■ DIRECTIVE:
Turn the material, from its opening line through the line containing "[271,204,331,213]", both included, into a JSON list of strings with one string per line and blank lines left out. Convert only that span.

Coordinate annotation entries
┄┄┄┄┄┄┄┄┄┄

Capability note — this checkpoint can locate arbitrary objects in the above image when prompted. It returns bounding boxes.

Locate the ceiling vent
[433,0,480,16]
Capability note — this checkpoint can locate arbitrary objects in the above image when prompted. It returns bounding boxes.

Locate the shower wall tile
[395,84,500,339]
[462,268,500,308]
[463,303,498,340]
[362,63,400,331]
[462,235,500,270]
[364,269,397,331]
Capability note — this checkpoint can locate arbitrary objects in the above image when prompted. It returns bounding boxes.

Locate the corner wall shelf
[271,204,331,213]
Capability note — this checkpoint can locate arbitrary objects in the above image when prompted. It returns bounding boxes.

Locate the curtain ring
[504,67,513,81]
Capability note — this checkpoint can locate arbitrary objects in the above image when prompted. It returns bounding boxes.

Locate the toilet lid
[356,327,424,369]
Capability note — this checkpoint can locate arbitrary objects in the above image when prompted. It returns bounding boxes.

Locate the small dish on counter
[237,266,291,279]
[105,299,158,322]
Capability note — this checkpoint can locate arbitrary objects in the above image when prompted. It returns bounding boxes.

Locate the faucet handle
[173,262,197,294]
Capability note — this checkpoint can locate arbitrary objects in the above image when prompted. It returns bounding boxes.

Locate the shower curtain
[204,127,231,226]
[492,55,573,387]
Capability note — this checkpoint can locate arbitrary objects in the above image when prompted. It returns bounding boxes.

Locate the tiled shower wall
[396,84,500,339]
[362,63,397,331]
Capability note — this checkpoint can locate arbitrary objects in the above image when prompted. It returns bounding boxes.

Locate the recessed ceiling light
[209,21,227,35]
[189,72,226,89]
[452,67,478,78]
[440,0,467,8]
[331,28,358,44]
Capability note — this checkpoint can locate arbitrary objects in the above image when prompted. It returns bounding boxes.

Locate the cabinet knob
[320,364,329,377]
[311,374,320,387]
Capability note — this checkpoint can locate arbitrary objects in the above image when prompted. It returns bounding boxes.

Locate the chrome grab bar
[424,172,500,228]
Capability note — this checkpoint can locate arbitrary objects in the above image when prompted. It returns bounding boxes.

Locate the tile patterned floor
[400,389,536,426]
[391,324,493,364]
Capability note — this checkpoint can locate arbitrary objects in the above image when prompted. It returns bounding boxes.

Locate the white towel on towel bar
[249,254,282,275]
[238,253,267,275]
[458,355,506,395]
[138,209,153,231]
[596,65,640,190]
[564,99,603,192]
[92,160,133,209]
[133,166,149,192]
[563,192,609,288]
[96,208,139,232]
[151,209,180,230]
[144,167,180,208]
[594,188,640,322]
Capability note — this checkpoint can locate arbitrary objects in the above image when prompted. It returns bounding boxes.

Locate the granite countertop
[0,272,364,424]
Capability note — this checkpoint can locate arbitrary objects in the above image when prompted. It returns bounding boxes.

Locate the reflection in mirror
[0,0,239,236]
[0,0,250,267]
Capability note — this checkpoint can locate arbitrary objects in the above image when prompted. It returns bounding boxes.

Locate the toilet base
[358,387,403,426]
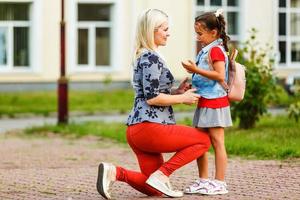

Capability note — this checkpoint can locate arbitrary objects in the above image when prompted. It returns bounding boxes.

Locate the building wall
[0,0,299,82]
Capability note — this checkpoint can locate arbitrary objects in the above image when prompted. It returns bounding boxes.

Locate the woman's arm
[147,88,200,106]
[171,77,192,95]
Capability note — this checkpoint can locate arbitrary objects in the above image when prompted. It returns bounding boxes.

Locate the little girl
[182,9,232,195]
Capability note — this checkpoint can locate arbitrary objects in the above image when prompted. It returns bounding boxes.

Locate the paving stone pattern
[0,135,300,200]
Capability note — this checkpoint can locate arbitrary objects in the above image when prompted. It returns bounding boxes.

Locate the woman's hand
[182,88,200,105]
[181,60,198,73]
[174,77,192,94]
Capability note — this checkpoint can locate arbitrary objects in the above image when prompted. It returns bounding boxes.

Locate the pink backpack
[209,49,246,101]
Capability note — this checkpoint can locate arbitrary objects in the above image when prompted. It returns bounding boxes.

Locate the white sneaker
[146,170,183,197]
[184,178,210,194]
[198,180,228,195]
[97,163,117,199]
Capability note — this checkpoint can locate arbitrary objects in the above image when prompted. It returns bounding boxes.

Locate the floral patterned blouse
[126,50,175,125]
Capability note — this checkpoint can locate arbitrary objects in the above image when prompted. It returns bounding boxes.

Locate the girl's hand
[176,77,192,94]
[182,88,200,105]
[181,60,198,73]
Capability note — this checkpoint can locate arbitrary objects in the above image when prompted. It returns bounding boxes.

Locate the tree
[231,28,275,129]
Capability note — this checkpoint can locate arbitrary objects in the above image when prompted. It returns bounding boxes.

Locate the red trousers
[117,122,210,196]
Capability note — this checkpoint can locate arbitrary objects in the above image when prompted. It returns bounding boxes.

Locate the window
[278,0,300,66]
[0,3,30,69]
[77,3,112,69]
[195,0,240,50]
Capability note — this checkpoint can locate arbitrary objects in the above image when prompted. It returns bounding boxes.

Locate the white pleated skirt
[193,106,232,128]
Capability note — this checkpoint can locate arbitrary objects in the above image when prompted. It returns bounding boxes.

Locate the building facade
[0,0,300,87]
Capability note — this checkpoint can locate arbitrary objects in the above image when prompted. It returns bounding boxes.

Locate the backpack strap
[208,45,231,93]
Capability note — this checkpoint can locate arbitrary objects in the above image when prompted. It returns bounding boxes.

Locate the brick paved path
[0,136,300,200]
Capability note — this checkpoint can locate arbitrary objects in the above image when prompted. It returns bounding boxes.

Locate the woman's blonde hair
[133,9,168,61]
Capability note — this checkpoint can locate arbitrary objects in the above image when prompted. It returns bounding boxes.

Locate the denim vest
[192,39,228,99]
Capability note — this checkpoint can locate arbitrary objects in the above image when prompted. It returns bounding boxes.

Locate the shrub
[231,29,275,129]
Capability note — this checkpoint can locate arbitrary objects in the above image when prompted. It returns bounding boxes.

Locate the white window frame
[66,0,124,74]
[194,0,242,41]
[274,0,300,69]
[0,0,42,73]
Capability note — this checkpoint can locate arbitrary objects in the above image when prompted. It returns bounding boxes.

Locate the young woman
[97,9,210,198]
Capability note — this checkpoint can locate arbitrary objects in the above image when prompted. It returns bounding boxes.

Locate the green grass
[0,89,194,117]
[26,116,300,159]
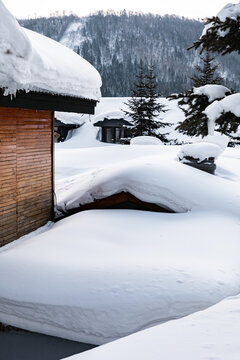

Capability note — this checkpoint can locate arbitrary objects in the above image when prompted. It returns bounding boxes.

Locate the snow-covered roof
[217,3,240,21]
[204,93,240,121]
[193,84,231,102]
[0,0,101,100]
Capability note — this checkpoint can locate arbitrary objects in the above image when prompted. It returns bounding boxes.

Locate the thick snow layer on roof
[178,141,222,161]
[204,93,240,121]
[217,3,240,21]
[0,0,101,100]
[54,111,87,125]
[56,152,240,213]
[193,85,230,102]
[196,131,229,152]
[63,295,240,360]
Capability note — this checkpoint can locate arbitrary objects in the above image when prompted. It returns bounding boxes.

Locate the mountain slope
[20,12,240,96]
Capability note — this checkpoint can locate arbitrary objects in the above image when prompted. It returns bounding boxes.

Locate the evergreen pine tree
[191,51,223,87]
[124,62,167,142]
[168,85,232,137]
[124,61,147,137]
[145,61,168,142]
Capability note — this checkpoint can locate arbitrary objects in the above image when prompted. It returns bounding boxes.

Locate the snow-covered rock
[62,295,240,360]
[130,136,162,145]
[0,0,101,100]
[196,131,229,152]
[0,211,240,344]
[178,142,222,162]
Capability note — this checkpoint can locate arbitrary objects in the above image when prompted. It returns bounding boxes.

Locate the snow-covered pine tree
[125,62,168,142]
[145,61,168,143]
[191,51,223,87]
[168,85,232,137]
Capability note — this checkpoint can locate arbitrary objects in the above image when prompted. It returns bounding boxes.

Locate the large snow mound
[56,154,240,213]
[0,210,240,344]
[0,0,101,100]
[130,136,162,145]
[63,295,240,360]
[178,142,222,162]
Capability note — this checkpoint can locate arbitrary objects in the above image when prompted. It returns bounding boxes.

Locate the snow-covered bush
[169,84,232,137]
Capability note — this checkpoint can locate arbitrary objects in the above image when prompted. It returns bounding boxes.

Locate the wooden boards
[0,107,53,246]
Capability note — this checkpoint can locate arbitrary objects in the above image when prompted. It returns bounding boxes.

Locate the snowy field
[0,99,240,360]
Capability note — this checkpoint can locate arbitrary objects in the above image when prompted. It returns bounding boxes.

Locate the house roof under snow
[0,0,101,111]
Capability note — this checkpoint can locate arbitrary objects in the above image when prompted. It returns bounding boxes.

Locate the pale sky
[3,0,234,19]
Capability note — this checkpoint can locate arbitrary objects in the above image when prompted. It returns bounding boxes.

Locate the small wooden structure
[94,118,133,143]
[54,118,81,142]
[0,90,96,246]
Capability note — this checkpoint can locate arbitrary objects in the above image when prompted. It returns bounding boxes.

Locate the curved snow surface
[64,295,240,360]
[0,210,240,344]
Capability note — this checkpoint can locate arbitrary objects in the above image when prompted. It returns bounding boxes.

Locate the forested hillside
[20,12,240,96]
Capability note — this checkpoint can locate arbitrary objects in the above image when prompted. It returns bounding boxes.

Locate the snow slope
[0,211,240,344]
[63,295,240,360]
[0,0,101,100]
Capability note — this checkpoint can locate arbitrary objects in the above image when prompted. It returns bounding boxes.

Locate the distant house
[0,0,101,246]
[94,111,133,144]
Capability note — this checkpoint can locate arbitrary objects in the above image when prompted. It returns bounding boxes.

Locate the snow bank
[196,131,229,152]
[178,142,222,162]
[0,0,101,100]
[0,211,240,344]
[130,136,162,145]
[63,295,240,360]
[56,153,240,213]
[217,3,240,21]
[193,85,230,102]
[204,93,240,122]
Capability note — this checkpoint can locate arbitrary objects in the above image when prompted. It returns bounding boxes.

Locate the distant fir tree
[191,51,223,87]
[125,62,168,143]
[168,85,232,137]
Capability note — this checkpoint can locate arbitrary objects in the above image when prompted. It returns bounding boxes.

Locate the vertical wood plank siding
[0,107,53,246]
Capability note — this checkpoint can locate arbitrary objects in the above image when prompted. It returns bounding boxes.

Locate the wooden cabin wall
[0,107,53,246]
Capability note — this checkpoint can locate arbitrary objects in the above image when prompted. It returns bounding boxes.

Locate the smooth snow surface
[130,136,162,145]
[0,0,101,100]
[0,210,240,344]
[178,142,222,161]
[63,295,240,360]
[204,93,240,122]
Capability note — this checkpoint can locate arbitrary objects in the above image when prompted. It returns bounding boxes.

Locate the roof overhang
[0,89,97,114]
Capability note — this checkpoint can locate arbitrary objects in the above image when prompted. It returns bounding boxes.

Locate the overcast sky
[3,0,233,19]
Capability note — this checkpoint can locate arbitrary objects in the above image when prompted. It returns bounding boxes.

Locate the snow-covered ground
[0,99,240,360]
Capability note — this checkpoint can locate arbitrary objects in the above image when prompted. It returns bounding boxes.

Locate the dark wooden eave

┄┄┄┄┄┄┄┄┄┄

■ RESULT BELOW:
[
  "Capability note — this checkpoint can locate arbitrary objects in the above image when prompted. It returns bounding boxes.",
  "Locate the ceiling vent",
  "[433,0,480,16]",
  "Capability note — this checkpoint can locate arbitrary objects in the above image when prompted. It returns bounding boxes.",
  "Locate the shower wall tile",
  "[395,84,500,339]",
  "[462,268,500,308]",
  "[463,303,498,340]",
  "[362,63,400,331]",
  "[462,235,500,270]",
  "[364,269,397,331]",
  "Capability note — this checkpoint can locate arbitrary objects in the above image when prompted. It returns bounding boxes.",
  "Locate the corner wall shelf",
  "[271,204,331,213]"
]